> WHAT IS EXPECTED:
Please copy out the data below word for word, omitting the pictures.
****
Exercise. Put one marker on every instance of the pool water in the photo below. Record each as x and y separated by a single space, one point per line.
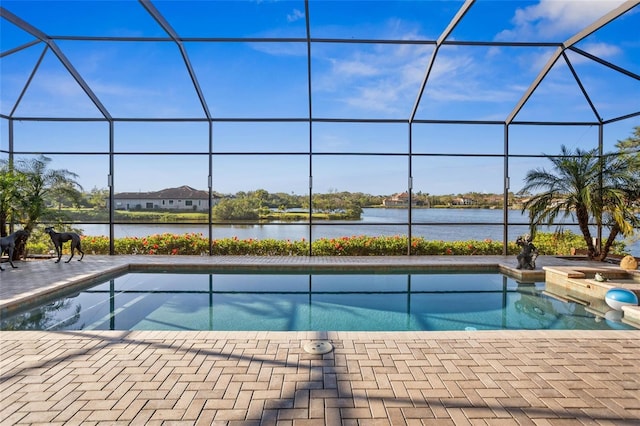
297 301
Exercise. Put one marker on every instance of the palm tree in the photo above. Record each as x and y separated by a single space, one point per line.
596 189
9 196
39 185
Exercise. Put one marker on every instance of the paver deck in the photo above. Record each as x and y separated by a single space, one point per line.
246 378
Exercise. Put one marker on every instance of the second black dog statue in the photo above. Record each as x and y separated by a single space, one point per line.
58 238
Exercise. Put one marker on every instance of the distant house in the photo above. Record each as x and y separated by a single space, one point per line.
181 198
398 200
463 201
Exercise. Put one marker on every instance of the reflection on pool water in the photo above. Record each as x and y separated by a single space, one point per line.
298 301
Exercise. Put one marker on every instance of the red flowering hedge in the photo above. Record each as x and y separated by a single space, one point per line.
357 245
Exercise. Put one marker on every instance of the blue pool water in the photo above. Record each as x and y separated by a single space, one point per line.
302 301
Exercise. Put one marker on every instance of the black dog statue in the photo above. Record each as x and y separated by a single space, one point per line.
528 253
8 245
58 238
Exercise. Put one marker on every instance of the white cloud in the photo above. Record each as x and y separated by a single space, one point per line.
556 19
295 15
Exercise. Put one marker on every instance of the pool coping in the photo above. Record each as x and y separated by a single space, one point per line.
64 280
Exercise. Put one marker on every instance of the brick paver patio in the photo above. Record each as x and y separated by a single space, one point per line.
246 378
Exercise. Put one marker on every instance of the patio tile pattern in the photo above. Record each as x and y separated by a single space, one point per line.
247 378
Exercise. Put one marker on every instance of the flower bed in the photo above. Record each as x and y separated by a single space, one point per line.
357 245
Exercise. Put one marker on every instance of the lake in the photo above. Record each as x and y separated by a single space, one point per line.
435 224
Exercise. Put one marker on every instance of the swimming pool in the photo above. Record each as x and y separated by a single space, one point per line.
301 301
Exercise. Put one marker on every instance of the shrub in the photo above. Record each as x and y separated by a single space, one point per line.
558 243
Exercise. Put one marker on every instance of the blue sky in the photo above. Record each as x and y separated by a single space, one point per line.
256 79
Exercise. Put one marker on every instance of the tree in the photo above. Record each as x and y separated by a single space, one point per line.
594 188
40 185
9 195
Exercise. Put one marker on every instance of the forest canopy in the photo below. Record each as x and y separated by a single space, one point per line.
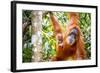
****
> WRITTEN SOLUTION:
Exercise. Put one marker on every instance of the pool water in the photo below. Record each as x and y separated by a single space, one point per line.
297 301
Exercise. Put one marker on every instance of the palm tree in the photo above. Record each as x and y separated by a single space, one point per line.
596 189
9 196
39 185
Exercise. Put one marker on every instance of the paver deck in the photo above. Record each as x and y separated by a single space, one point per line.
246 378
Exercise. Put one marker on every instance of the second black dog statue in the photo above. Record each as x and y separated by a single space, one point per line.
58 238
Exercise. Put one marker on every instance of the distant house in the photo above. Record each as x and y separated by a single space, one point per line.
181 198
398 200
463 201
Exercise. Put one marker on every instance of the reflection on pool water in the photo above. Record each as x and y separated by a single space, one point per line.
298 301
Exercise. Put one marker on every instance of the red flowering hedge in the photo above. Record each as x and y separated by a single space, one point per line.
357 245
Exercise. Put one marker on every instance of the blue pool water in the photo above. Record each as x and y separated by a single space, one point per line.
302 301
Exercise. Put one marker on every instance of the black dog statue in the photo above. Record each as x and y separated by a single space, one point per line.
528 253
8 245
58 238
Exercise. Put one marker on every instance of the white cloud in the photo above. Record each as x and y separated by a single space, one point per line.
556 19
295 15
Exercise. Put one marker on every instance of the pool coping in the photo above. Record each as x and y separated by a single space, one point per line.
64 280
Exercise. Put one marker on every instance of the brick paver patio in the photo above. Record each as x and y separated by a single space, one point per line.
246 378
Exercise. Put one marker on every instance of the patio tile pattern in the photo above. Record each as x and y separated by a single space, one point per line.
247 378
Exercise. Put one marker on every instance of the flower bed in the photo above. Record each as x and y separated by a single space, one point per line.
357 245
Exercise. Put one marker on every instance of the lake in the photo above. Record each as x and y separated by a single space, one point per line.
435 224
Exercise. Put one marker on every instance of the swimming pool in the photo above. Record each as x and y separated by a single space, one point per line.
301 301
Exercise. Put one marker on every instance of the shrub in the photo above. Record each as x and y separated by a single space, one point per line.
558 243
Exercise. Put one marker on every instance of the blue sky in the photo above. Record each as x and y separated by a single space, one point per line.
256 79
Exercise. Put one marker on every instance of the tree in the photo above. Record each as x and y separated by a single space, one point per line.
594 188
40 185
9 195
Exercise. Put one marker on every instance of the forest canopy in the photo below. Record each as x and y separated by a single space, one point per line.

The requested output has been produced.